Exercise goal
The records below should be written out again, exactly.

Study material
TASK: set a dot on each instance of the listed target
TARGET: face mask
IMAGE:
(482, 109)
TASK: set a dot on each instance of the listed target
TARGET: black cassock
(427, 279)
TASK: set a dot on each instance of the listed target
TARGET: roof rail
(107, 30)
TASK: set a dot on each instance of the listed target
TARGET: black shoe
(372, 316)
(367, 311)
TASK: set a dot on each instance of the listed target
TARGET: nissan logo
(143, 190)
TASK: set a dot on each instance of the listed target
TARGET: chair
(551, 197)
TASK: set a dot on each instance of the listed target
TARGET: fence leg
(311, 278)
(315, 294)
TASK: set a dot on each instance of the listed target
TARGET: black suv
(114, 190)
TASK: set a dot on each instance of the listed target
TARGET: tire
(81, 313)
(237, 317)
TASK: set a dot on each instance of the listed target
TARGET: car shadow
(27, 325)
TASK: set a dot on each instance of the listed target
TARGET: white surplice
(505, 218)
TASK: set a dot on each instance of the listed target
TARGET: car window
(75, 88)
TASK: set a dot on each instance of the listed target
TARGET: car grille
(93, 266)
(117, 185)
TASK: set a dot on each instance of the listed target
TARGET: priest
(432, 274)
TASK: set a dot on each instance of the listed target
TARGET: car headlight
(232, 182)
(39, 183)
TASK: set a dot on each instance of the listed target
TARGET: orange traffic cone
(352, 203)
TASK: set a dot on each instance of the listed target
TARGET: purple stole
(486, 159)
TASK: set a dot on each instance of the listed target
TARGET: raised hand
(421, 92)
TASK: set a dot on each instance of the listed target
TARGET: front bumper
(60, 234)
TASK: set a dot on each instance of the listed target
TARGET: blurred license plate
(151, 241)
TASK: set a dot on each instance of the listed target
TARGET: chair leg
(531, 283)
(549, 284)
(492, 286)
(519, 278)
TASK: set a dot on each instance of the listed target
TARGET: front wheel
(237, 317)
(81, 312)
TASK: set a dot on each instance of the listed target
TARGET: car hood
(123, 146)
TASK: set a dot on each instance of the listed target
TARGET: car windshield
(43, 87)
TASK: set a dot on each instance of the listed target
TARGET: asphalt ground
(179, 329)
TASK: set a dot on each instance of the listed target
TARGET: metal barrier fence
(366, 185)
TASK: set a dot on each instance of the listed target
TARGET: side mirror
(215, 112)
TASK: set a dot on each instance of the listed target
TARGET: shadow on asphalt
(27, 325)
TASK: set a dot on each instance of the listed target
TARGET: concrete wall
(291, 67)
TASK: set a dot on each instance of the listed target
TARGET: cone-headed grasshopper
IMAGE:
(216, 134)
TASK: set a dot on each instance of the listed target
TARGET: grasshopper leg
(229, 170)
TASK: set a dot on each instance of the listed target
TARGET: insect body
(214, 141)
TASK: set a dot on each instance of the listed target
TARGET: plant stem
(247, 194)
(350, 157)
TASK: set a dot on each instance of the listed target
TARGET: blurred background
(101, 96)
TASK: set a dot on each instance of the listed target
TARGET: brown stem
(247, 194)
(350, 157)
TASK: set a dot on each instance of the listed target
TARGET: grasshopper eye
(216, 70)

Written answer
TASK: set a dot on each instance of the listed target
TARGET: face mask
IMAGE:
(482, 109)
TASK: set a dot on each instance of the listed target
TARGET: black cassock
(427, 279)
TASK: set a dot on each instance of the listed target
TARGET: roof rail
(107, 30)
TASK: set a dot on each instance of the listed target
TARGET: black shoe
(372, 316)
(367, 311)
TASK: set a dot on each instance of the listed target
TARGET: nissan logo
(143, 190)
TASK: set a dot on each instance of the listed target
TARGET: chair
(551, 197)
TASK: set a dot on each instance of the listed target
TARGET: fence leg
(311, 278)
(315, 294)
TASK: set a dot on each instance of the listed target
TARGET: black suv
(114, 190)
TASK: set a dot on each instance of the listed target
TARGET: tire
(81, 313)
(237, 317)
TASK: set a dot on each instance of the listed target
TARGET: car shadow
(27, 325)
TASK: set a dot on each instance of the listed target
TARGET: white surplice
(505, 218)
TASK: set a dot on each instance of the listed target
TARGET: car window
(75, 88)
TASK: set a dot on each instance of the listed target
TARGET: car grille
(93, 266)
(117, 185)
TASK: set a dot on each instance of the listed target
TARGET: priest
(432, 274)
TASK: set a dot on each instance of the listed target
TARGET: car headlight
(232, 182)
(39, 183)
TASK: set a dot on each instance of the listed target
TARGET: orange traffic cone
(352, 203)
TASK: set a dot on each instance of the listed target
TARGET: purple stole
(486, 159)
TASK: set a dot on each instance of the listed target
TARGET: raised hand
(421, 92)
TASK: set a dot on each instance of the listed target
TARGET: front bumper
(60, 234)
TASK: set a dot on each instance of the listed target
TARGET: blurred license plate
(151, 241)
TASK: set a dot on each instance of the listed target
TARGET: chair leg
(531, 283)
(549, 284)
(492, 286)
(519, 278)
TASK: set a dot on each instance of the listed target
TARGET: front wheel
(237, 317)
(81, 312)
TASK: set a dot on each instance of the listed target
TARGET: car hood
(123, 146)
TASK: set a dot on each instance of the listed target
TARGET: car windshield
(43, 87)
TASK: set a dot on each instance of the listed target
TARGET: asphalt ground
(179, 329)
TASK: set a dot on each instance of the listed target
TARGET: metal barrier fence
(366, 185)
TASK: set a dot on each instance of the listed target
TARGET: side mirror
(215, 112)
TASK: set a dot on each instance of the listed target
TARGET: shadow on asphalt
(27, 325)
TASK: set a dot on each instance of the listed target
TARGET: concrete wall
(291, 67)
TASK: set a dot on each instance of the listed target
TARGET: cone-headed grasshopper
IMAGE:
(216, 134)
TASK: set a dot on each instance of the listed target
TARGET: grasshopper leg
(229, 170)
TASK: set a dot on each instance of the listed target
TARGET: insect body
(214, 141)
TASK: set a dot on each instance of the listed target
TARGET: plant stem
(247, 194)
(350, 157)
TASK: set a dot on each instance of the listed target
TARGET: blurred background
(101, 96)
TASK: set a dot on each instance of the listed target
TARGET: brown stem
(247, 194)
(350, 157)
TASK: set a dot on each instance of the listed target
TARGET: grasshopper eye
(216, 70)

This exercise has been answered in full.